■ Given problem:
In the material below, repeat only the lines from the one that holds "Could you please put a dot on the ceiling" through the final line, exactly as they stand.

-- start Information provided --

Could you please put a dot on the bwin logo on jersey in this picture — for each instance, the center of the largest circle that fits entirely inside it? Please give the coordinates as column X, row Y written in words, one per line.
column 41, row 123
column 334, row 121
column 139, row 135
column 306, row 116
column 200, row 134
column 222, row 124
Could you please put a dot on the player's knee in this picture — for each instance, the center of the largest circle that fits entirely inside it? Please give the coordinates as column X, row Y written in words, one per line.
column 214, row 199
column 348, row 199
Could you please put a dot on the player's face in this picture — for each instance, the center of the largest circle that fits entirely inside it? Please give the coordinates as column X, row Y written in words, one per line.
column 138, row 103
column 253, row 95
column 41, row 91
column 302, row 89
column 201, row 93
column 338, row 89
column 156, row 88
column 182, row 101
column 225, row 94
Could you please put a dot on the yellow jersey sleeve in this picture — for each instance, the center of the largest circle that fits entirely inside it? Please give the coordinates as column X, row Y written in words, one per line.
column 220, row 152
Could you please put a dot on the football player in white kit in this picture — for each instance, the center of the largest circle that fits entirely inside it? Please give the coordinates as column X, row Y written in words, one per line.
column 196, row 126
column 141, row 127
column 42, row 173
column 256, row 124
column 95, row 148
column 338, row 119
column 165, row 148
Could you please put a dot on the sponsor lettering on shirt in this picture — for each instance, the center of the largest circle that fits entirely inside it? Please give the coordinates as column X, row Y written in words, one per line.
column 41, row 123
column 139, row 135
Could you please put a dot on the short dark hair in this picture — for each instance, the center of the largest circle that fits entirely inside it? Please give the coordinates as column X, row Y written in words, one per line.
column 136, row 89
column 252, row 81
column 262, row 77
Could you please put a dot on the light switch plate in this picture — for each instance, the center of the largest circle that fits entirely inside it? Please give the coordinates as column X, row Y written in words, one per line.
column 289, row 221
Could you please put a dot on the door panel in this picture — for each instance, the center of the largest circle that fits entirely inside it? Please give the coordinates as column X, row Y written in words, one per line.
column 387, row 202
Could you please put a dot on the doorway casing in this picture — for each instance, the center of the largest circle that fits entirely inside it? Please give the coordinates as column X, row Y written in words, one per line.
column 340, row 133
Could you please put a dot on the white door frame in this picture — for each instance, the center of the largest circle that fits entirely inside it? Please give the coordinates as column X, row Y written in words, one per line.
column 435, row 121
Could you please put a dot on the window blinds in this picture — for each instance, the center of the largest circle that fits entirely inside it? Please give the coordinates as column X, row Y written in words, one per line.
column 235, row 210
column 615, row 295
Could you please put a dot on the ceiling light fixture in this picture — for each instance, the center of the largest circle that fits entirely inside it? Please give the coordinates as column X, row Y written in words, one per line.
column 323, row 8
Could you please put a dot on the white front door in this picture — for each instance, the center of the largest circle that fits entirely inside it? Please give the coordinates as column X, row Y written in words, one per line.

-- end Information provided --

■ Exercise response:
Could you please put a dot on the ceiling light fixture in this picture — for each instance, the center of the largest circle that fits entirely inside it? Please give the coordinates as column X, row Y written in words, one per line.
column 323, row 8
Could you please put a dot on the white front door in this picture — for each instance, the center of the largest circle that fits entirely inside it? Please give the coordinates as column X, row Y written in words, one per line.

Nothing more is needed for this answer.